*Problem details:*
Copy every line of the data exactly, keeping out any picture.

*Recorded information:*

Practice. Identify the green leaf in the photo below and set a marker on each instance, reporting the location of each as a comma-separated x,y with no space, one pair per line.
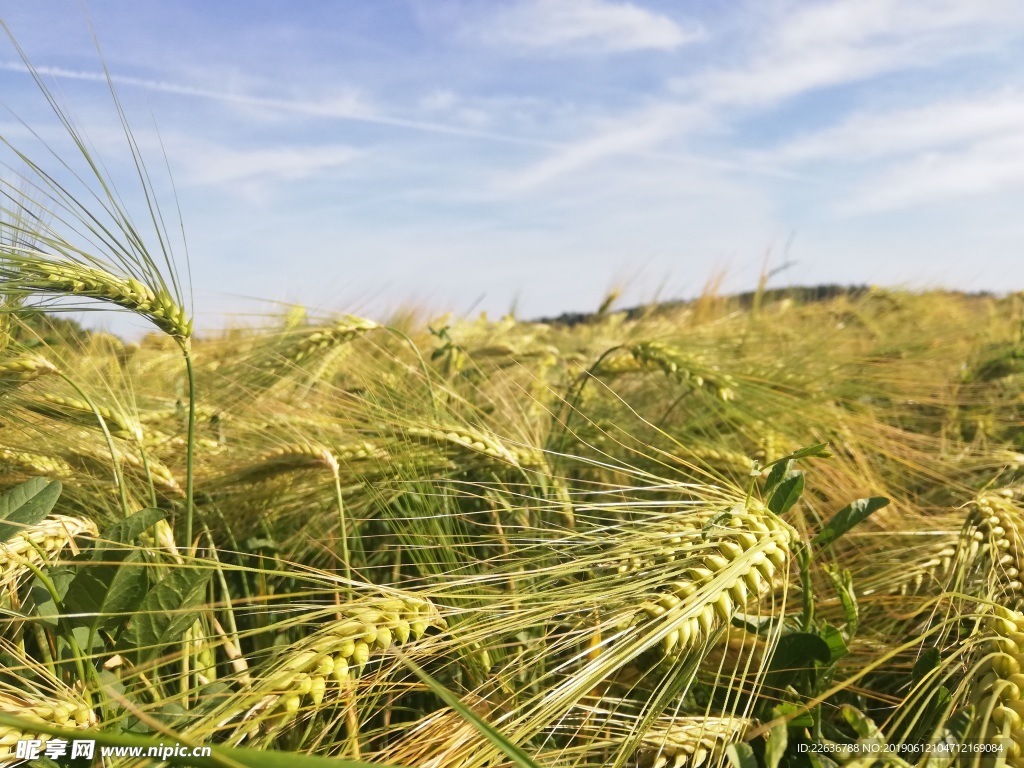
843,583
787,494
799,650
127,530
511,751
818,451
220,757
796,716
740,756
107,594
847,517
46,610
861,724
837,644
779,472
111,585
775,743
27,504
820,761
927,662
165,613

*Exercise result:*
Practice. Identify the green leaf in the photo below and set a marker on each instance, reporting the location of each as a comma-separated x,y with no space, one pair per line.
843,583
787,494
799,650
127,530
511,751
818,451
220,757
796,716
740,756
107,594
847,517
46,610
861,724
837,644
779,472
111,585
775,743
27,504
820,761
927,662
165,613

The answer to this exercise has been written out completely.